**EXCERPTED RECORDS**
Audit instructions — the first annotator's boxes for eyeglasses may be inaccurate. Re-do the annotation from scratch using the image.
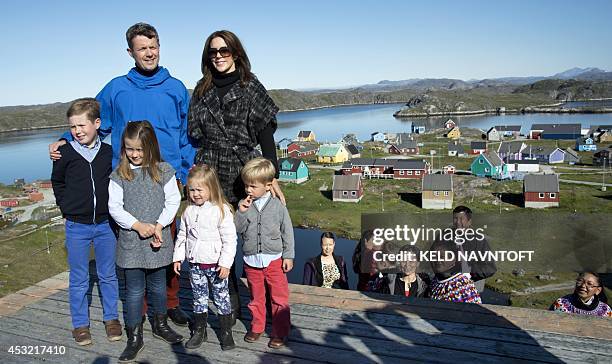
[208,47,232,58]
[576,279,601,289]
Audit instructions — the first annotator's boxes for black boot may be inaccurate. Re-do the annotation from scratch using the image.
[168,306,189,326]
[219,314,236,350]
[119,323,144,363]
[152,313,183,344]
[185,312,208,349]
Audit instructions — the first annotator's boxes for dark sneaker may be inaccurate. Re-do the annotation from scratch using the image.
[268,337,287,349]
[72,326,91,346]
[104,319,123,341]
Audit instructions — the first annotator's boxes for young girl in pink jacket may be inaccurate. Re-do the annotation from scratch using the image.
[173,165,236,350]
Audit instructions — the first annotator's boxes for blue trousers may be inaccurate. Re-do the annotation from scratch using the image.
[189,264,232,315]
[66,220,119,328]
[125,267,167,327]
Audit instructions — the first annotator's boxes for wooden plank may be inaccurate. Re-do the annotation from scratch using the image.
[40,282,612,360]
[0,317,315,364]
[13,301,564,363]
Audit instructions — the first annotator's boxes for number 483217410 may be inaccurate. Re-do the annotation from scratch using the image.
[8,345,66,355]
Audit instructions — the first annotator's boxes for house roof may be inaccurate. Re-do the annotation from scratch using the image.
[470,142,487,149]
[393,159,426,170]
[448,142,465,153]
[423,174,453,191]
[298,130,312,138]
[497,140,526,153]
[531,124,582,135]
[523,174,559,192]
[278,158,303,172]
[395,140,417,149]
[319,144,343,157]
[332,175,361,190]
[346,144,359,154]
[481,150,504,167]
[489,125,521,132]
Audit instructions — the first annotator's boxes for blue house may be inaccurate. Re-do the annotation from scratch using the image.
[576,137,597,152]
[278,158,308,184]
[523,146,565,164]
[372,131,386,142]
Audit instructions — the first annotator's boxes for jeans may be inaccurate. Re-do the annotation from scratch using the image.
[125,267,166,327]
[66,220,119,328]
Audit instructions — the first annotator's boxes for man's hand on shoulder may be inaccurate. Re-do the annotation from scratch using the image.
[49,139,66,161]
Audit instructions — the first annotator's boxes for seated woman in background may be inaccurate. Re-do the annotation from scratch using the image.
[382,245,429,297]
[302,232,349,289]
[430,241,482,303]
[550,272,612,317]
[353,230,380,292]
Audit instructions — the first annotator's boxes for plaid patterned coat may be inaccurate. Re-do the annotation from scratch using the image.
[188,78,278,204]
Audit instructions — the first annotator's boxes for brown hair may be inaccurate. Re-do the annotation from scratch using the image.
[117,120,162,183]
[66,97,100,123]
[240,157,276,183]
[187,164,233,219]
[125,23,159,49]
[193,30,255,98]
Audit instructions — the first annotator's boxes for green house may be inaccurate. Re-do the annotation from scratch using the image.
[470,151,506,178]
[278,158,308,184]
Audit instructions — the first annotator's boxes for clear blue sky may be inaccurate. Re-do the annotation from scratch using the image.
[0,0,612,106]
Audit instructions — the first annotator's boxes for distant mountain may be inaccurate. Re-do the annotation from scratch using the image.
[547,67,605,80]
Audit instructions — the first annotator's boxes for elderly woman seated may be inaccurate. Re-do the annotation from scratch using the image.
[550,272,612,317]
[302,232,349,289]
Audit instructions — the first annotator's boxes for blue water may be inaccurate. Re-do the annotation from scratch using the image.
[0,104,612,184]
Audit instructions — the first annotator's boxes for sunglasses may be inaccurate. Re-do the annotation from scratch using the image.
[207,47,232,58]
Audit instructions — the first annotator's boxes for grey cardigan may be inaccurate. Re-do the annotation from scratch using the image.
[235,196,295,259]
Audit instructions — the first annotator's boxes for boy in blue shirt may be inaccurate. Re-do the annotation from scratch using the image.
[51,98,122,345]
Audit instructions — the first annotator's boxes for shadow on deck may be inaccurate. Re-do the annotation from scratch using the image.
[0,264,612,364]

**WHAT YOU SHOULD DO**
Reproduce all of the material above with "Audit instructions" swapped for "Review instructions" wherever it occurs, leaving everything else unchanged. Omit the pictures from your answer.

**RESULT**
Review instructions — the first annotator's boxes for eyeglasses may be inaccurate. Re-do the annotation from scratch using the image.
[208,47,232,58]
[576,279,601,289]
Review instructions — the first annotator's boxes for black boot may be inaccurate. Re-do the annotation from scratch using the image.
[168,306,189,326]
[219,314,236,350]
[119,323,144,363]
[152,313,183,344]
[185,312,208,349]
Review instructions — the first annotator's boxes for dark sneaker may be inaccurate. Re-do the annotation from scratch using the image.
[268,337,287,349]
[72,326,91,346]
[104,319,123,341]
Review instructions — the first annotator's boxes for young girl in pink jacket may be inaccurate. Re-do the annotation from scratch using the image.
[173,165,236,350]
Review instructions — the first annotator's boxes for blue trousers may be inaccurate. Re-do the annotation from scratch using the image.
[189,264,232,315]
[66,220,119,328]
[125,267,167,327]
Review instructions — the first annotator's boxes for wooden plank may be inaccurate. Re-do the annotation from scratch using the image.
[40,282,612,360]
[0,317,315,364]
[13,301,564,363]
Review instructions — the first annotator's boxes for number 483217410 may be inaccurate. Re-do the annotation from scratch using the image.
[8,345,66,355]
Review instructions — the first annotator's boxes for house roof may be inaccurate. Re-do the annotation from scratch using the image.
[470,142,487,149]
[393,159,426,170]
[448,142,465,153]
[423,174,453,191]
[298,130,312,138]
[497,140,526,153]
[531,124,582,135]
[523,174,559,192]
[278,158,303,172]
[395,140,417,149]
[319,144,343,157]
[332,175,361,190]
[346,144,359,154]
[481,150,504,167]
[489,125,521,132]
Review instructions — the first annotator's boxes for blue house may be inaccurate. Re-do the annotation from scratch using the image.
[576,137,597,152]
[278,158,308,184]
[523,146,565,164]
[372,131,386,142]
Review instructions — the first annotator's boxes for jeans may be inaccurate. Re-do the annotation from scratch using the image.
[125,267,166,327]
[66,220,119,328]
Review instructions — the first annotator's boxes for man's hand on shoulder may be inaccurate. Re-do the annotation from scratch using the image.
[49,139,66,161]
Review instructions — the first annotator's boxes for seated woman in background may be inaccurate. Re-do the annotation from scratch using the image.
[382,245,429,297]
[302,232,349,289]
[430,241,482,303]
[550,272,612,317]
[353,230,380,292]
Review instructions — the first annotator's boxes for plaid patterned coat may be inaccurate. Re-do the annotation from scratch using the image.
[188,78,278,204]
Review instructions — the first annotator's boxes for brown hair may be inaccurate. Re-do the annotation from scratch using the image.
[117,120,162,183]
[66,97,100,123]
[240,157,276,183]
[187,164,233,219]
[125,23,159,49]
[193,30,255,98]
Review instructions — the first annotator's boxes for green house may be inaccurate. Re-do the annotation from scratch using the image.
[470,151,506,178]
[278,158,308,184]
Review instructions — the first annotator's boxes for clear blue sky may be inaccurate. Re-do the annotation from scratch using the image.
[0,0,612,106]
Review instructions — the first annotator's boxes for distant mountain may be inaccurate. Re-do the annotation from scratch using the image.
[547,67,605,80]
Review instructions — the first annotator's boxes for elderly woman seated may be inaccurate. Re-do the annotation from scratch using the image.
[550,272,612,317]
[302,232,349,289]
Review instructions — the first annotator's boxes for blue water may be inaccurate. Re-do the annotation from scratch using the image.
[0,104,612,184]
Review instructions — the first annotator's boxes for sunglasses may be inaccurate. Re-do the annotation from scratch using the image.
[207,47,232,58]
Review instructions — the first annotator's boxes for grey cardigan may be inaccurate. Re-do the annotation from scratch using the image.
[235,196,295,259]
Review instructions — the first annotator's boxes for boy in blue shirt may be inaccurate. Re-do the annotation from scratch using the image.
[51,98,122,345]
Review instructions — the first annotator's boxes for shadow on deck may be inaccurate. Re-do the annotation from scratch using the image.
[0,264,612,364]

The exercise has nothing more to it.